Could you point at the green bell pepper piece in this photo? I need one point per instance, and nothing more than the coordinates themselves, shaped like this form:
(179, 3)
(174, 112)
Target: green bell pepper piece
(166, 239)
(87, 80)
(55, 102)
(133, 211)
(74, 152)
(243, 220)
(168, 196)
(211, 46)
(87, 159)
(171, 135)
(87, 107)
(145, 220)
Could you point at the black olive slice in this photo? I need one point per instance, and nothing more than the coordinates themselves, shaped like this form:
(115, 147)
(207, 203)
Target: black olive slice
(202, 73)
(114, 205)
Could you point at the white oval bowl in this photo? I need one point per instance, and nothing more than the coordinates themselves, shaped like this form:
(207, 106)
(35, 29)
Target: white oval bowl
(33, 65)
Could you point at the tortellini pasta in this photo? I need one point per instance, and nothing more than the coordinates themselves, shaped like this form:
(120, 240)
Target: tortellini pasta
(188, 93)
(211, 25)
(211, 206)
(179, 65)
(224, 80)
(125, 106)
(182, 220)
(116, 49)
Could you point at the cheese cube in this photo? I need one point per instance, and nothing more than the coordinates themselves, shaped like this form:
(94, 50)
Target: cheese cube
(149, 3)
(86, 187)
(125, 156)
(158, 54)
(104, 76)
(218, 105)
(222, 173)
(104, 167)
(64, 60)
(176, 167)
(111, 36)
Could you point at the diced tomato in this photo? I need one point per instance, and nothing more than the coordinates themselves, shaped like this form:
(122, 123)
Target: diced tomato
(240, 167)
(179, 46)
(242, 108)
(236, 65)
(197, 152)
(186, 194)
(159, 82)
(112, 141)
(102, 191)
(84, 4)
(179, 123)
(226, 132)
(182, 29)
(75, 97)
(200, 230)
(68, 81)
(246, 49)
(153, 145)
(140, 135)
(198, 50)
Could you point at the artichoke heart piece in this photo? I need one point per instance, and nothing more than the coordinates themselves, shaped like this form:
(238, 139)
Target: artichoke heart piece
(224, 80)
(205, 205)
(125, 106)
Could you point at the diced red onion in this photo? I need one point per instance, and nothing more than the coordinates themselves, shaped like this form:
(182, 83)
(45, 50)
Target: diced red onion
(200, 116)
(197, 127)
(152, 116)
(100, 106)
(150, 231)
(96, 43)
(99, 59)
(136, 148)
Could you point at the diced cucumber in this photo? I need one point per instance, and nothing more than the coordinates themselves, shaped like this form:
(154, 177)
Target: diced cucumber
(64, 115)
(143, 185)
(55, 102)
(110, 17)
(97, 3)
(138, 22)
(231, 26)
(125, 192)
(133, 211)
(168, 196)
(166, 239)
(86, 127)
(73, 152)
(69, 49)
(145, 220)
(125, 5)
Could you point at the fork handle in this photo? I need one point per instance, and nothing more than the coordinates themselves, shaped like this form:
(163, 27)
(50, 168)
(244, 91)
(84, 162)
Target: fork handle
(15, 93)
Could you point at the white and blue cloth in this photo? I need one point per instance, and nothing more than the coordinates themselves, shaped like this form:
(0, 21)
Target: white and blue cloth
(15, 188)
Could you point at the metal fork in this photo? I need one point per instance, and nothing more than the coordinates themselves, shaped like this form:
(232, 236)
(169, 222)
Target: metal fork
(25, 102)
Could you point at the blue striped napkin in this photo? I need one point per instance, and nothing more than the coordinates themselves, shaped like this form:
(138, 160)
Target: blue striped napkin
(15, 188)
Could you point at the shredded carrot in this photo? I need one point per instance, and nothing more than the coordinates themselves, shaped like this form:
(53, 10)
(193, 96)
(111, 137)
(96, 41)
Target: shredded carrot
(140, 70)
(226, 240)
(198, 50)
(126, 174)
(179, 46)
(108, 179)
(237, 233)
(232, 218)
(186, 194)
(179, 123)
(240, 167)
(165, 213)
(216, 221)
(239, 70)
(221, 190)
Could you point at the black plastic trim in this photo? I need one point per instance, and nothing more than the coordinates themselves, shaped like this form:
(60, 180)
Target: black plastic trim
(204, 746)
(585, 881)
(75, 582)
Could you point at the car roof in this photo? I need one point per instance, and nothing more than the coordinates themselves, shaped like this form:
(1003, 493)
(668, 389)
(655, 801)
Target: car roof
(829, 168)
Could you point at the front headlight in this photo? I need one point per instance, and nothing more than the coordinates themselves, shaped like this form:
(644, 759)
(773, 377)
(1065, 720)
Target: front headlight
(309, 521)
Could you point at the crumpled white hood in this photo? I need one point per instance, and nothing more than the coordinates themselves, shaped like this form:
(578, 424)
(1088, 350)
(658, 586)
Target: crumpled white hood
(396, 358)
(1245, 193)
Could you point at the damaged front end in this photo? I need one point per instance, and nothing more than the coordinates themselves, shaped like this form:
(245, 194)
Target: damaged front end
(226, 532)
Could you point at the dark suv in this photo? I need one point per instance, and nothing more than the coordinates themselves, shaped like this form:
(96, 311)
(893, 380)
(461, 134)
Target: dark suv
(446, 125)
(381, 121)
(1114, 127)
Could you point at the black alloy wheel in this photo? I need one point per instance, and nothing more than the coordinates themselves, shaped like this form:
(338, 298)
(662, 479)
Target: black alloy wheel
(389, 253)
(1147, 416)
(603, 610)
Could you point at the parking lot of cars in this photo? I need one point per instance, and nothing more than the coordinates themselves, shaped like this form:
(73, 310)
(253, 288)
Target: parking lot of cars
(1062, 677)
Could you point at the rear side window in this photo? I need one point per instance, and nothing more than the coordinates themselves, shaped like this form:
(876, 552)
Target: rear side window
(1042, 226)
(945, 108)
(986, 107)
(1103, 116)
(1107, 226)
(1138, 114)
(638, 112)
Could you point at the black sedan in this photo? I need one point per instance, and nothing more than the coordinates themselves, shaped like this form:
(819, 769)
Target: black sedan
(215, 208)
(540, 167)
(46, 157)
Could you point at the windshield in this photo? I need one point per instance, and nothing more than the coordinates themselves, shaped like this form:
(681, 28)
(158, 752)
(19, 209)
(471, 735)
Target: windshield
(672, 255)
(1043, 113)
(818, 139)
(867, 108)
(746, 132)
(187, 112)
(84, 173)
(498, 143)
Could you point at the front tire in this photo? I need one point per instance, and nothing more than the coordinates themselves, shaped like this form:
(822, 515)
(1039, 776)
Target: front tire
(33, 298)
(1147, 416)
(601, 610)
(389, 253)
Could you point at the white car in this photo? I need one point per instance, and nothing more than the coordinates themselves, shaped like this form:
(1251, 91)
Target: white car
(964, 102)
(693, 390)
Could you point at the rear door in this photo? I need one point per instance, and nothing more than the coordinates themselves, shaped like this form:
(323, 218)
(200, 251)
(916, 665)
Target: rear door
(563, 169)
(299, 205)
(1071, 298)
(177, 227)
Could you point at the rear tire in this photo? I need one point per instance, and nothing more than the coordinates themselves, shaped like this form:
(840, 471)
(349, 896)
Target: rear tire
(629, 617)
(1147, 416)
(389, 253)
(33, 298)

==

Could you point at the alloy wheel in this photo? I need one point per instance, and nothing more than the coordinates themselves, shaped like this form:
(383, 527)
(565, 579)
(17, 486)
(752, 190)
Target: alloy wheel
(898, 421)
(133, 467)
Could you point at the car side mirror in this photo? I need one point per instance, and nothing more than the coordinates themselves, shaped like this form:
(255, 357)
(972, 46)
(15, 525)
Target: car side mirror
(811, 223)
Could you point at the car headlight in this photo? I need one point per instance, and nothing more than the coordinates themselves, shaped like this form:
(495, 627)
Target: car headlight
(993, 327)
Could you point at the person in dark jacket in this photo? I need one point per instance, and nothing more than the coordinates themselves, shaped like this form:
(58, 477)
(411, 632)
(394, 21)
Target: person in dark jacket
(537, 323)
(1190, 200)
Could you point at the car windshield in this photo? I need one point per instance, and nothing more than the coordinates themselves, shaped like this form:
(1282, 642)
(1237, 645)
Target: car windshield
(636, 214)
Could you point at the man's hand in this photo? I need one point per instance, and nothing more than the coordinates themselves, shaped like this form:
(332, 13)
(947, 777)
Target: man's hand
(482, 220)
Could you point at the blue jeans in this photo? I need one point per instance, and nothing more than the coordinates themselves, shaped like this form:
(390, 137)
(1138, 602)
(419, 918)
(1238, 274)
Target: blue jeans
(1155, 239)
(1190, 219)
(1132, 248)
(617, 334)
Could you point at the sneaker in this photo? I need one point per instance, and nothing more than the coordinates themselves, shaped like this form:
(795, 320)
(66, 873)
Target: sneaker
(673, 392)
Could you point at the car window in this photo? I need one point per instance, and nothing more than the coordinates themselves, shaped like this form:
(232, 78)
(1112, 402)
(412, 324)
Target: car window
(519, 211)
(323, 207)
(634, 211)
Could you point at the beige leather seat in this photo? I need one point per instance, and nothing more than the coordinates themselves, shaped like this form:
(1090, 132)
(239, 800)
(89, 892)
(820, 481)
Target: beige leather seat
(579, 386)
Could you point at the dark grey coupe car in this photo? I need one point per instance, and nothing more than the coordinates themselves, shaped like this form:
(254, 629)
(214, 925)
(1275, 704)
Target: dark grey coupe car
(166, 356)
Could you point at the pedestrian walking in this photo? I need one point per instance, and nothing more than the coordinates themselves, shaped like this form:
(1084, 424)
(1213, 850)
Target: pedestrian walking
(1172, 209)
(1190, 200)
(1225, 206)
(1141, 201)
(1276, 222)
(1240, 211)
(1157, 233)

...

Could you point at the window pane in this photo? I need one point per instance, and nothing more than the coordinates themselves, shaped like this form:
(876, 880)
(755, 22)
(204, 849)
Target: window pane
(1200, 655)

- SHORT TASK
Replace "shredded carrot" with "grated carrot" in the listing lines starting at the line containing "Could you point at the blue striped" and ending at the line containing "(1245, 193)". Return only those lines, with everything else left unchanged.

- FINISHED TASK
Could you point at the blue striped napkin in this photo? I need one point per instance, and nothing more than the coordinates themselves, shaped like this form:
(138, 160)
Target: blue striped napkin
(15, 188)
Could you point at the grated carrot in this photo? I need one point per instance, and nothing more than the coordinates themselves, shaped like this form:
(53, 10)
(193, 96)
(111, 137)
(96, 41)
Target: grated carrot
(140, 70)
(226, 240)
(198, 50)
(126, 174)
(179, 46)
(108, 179)
(237, 233)
(232, 218)
(186, 194)
(179, 123)
(240, 167)
(165, 213)
(216, 221)
(239, 70)
(221, 190)
Could you point at the black plastic trim in this photo? I need one point per instance, and nothing more than the coordinates themselves, shaped like this form:
(60, 180)
Target: black plastic trim
(204, 746)
(585, 881)
(75, 582)
Could you point at the car roof in this photo? I need one point per instance, and nothing more than the coordinates themselves, shaped like this form:
(1003, 493)
(668, 389)
(655, 801)
Target: car roof
(829, 168)
Could you point at the front headlight in this photo? I need one point per instance, and nothing more than the coordinates themselves, shaped like this form:
(644, 759)
(773, 377)
(1065, 720)
Target: front headlight
(309, 521)
Could you point at the crumpled white hood in this photo? I need one point per instance, and nothing more than the coordinates themselves, shaped like this form:
(578, 424)
(1088, 350)
(658, 586)
Target: crumpled white hood
(396, 358)
(1245, 193)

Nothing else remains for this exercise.